## EXERCISE REQUIREMENTS
[A] Output the passage of the Pulitzer family text between "With JPI's strong" and "bequest to Nellie.", inclusive.
[B] Finish out the next part of the text about Nellie Catlin and Joseph Pulitzer II, picking up right after its final sentence.

## TEXT
________________
For many years, the Catlins operated a 400-employee tobacco plant in St. Louis, but with the merger of Catlin Tobacco Co. with American Tobacco Co. in 1898, they had a lot of time and money on their hands, so they began to focus on civic affairs. In 1901, Nellie's eldest sister Emily Catlin Wickham was chosen from among the debutantes by the Veiled Prophet Organization, a secret society of St. Louis' elite, to be the Queen of Love and Beauty. The socially exclusive Veiled Prophet tradition in St. Louis was the means by which young women made their formal entrance into society. A few years later, Nellie was maid of honor at the Queen of the Veiled Prophet's ball and the following April it was announced that she was engaged to Joseph Pulitzer II (JPII), the second son of newspaper publishing magnate Joseph Pulitzer I (JPI), owner of the New York World and St. Louis Post-Dispatch. JPII had spent about three years in St. Louis working for his father's newspaper and reconnected with Nellie's family, who were among the first to befriend his father when he arrived in St. Louis as an unknown immigrant from Hungary many years earlier, long before he moved on to New York City and became a media legend. Though JPII hated the sound of the name "Nellie", he soon found her to be irresistibly attractive.

With JPI's strong approval, Nellie married JPII on June 1, 1910 at the Wickham home in St. Louis (see the groom). (The groom's Jewish ancestry apparently precluded marriage in a church). Her chronically ill father-in-law was not feeling well enough to attend, but gave the couple a $50,000 solid gold dinner service, writing that "I hope there will be as little as possible in the papers about the wedding and no publicity of presents," but his extravagant gift was immediately and widely reported. Nellie received a cluster of diamonds from the groom that she wore on her dress and was given away by her uncle Daniel Catlin, Jr. since her father had passed away in 1908. Not reported in the papers was that JPI modified his will to include a $250,000 bequest to Nellie.

After a three-month European honeymoon, the newlyweds stopped by New York City, where Nellie finally met her new father-in-law. Then they returned to St. Louis and rented a three-story brick house for $100 per month at 3836 Lindell Boulevard, in one of the city's poshest areas. A few years later, they moved to Lone Tree Farm, a 100-acre estate in St. Louis County adjacent to the St. Louis Country Club, where the family dog tormented golfers by retrieving balls from the green. During the summers, they headed to Chatwold, their enormous cottage in Bar Harbor, Maine. They had three children together: Joseph, Kate and Elinor.

After the death of his father on October 29, 1911, JPII became the head of the St. Louis Post-Dispatch, the city's leading newspaper. In November 1918, he was commissioned an ensign in the United States Naval Aviation Corps. With the sale of the New York World in 1931, JPII secured his spot as the most prominent Pulitzer of his generation.
________________
(Position annotation records)
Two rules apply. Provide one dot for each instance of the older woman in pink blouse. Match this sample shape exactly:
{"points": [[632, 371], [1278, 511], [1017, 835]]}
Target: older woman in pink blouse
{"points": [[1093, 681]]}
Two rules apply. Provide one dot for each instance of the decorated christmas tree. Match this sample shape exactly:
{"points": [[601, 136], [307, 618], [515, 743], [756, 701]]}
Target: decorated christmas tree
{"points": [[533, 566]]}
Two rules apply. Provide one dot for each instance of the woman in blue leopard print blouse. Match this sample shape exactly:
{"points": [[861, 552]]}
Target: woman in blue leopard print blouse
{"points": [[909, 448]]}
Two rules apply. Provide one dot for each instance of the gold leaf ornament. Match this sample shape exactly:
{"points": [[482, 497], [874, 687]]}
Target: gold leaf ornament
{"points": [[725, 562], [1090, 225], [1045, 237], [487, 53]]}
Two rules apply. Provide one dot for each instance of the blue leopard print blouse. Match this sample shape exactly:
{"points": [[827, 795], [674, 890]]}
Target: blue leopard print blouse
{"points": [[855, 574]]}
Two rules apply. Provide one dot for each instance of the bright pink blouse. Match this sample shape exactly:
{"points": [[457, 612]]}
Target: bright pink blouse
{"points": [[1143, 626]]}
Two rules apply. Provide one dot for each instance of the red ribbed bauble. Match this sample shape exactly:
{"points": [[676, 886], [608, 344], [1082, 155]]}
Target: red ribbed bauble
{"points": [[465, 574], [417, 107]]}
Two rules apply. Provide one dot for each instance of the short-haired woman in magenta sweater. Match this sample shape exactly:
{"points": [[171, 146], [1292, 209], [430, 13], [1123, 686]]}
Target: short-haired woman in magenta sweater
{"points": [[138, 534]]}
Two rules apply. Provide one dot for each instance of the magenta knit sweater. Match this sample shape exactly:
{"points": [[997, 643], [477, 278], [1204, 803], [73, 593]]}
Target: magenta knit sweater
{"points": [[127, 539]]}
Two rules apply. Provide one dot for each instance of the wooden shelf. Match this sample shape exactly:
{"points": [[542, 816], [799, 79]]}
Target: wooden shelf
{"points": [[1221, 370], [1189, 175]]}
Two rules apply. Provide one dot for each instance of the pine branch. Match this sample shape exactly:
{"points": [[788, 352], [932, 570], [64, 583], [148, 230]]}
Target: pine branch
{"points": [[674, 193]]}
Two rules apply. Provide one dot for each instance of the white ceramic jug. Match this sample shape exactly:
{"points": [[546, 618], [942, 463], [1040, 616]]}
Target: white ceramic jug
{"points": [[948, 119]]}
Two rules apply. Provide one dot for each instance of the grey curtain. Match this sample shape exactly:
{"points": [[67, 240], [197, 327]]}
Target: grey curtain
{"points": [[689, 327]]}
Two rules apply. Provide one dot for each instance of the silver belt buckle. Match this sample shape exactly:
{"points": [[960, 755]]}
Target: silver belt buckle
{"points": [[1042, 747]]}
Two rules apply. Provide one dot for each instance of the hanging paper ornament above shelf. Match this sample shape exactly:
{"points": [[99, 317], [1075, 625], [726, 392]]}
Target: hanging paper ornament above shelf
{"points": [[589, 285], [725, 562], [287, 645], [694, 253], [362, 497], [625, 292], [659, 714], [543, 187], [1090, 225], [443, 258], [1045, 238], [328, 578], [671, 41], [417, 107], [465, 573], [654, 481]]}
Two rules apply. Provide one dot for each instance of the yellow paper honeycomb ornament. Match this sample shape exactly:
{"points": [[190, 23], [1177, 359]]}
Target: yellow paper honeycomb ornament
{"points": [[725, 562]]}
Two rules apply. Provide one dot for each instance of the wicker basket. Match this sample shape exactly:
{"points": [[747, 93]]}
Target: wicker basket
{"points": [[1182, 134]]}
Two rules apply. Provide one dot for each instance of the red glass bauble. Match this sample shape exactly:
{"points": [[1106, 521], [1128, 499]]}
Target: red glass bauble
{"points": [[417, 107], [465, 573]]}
________________
## ANSWERS TO THE EXERCISE
[A]
With JPI's strong approval, Nellie married JPII on June 1, 1910 at the Wickham home in St. Louis (see the groom). (The groom's Jewish ancestry apparently precluded marriage in a church). Her chronically ill father-in-law was not feeling well enough to attend, but gave the couple a $50,000 solid gold dinner service, writing that "I hope there will be as little as possible in the papers about the wedding and no publicity of presents," but his extravagant gift was immediately and widely reported. Nellie received a cluster of diamonds from the groom that she wore on her dress and was given away by her uncle Daniel Catlin, Jr. since her father had passed away in 1908. Not reported in the papers was that JPI modified his will to include a $250,000 bequest to Nellie.

[B]
The St. Louis Post-Dispatch was a liberal paper that operated according to what was known as the Pulitzer platform, penned by JPI on April 10, 1907:

I know that my retirement will make no difference in its cardinal principles, that it will always fight for progress and reform, never tolerate injustice or corruption, always fight demagogues of all parties, never belong to any party, always oppose privileged classes and public plunderers, never lack sympathy with the poor, always remain devoted to the public welfare, never be satisfied with merely printing news, always be drastically independent, never be afraid to attack wrong, whether by predatory plutocracy or predatory poverty.

Nellie was killed in a car accident in New York City in 1925. Her oldest child, Joe (JPIII), was only eleven then, so she missed seeing her children's interesting careers and marriages (see JPIII at age 12). JPIII graduated from Harvard in 1936 and was publisher of the St. Louis Post-Dispatch for 38 years and for 31 years he chaired the board at Columbia University which awarded the coveted Pulitzer Prize established by his grandfather to recognize excellence in journalism. He expanded the family company into television, and was also an important collector of modern art who gave generously to the Harvard Art Museum.

The middle child Kate married first Captain Henry Ware Putnam, a B-29 pilot who was killed in action during World War II over Tokyo, Japan in May 1945, while she was pregnant with their second daughter. Her second husband was luckier and survived eight plane crashes. He was Air Force lieutenant general Elwood R. "Pete" Quesada (see him), who pioneered the tactical use of aircraft to support infantry. He flew 90 combat missions as a fighter pilot during World War II, including piloting Supreme Allied Commander Eisenhower on a scouting mission behind enemy lines during the Normandy invasion. Later he was the first director of the FAA, and among his mandates was that pilots were no longer allowed to walk down the passenger aisle while their plane was in flight.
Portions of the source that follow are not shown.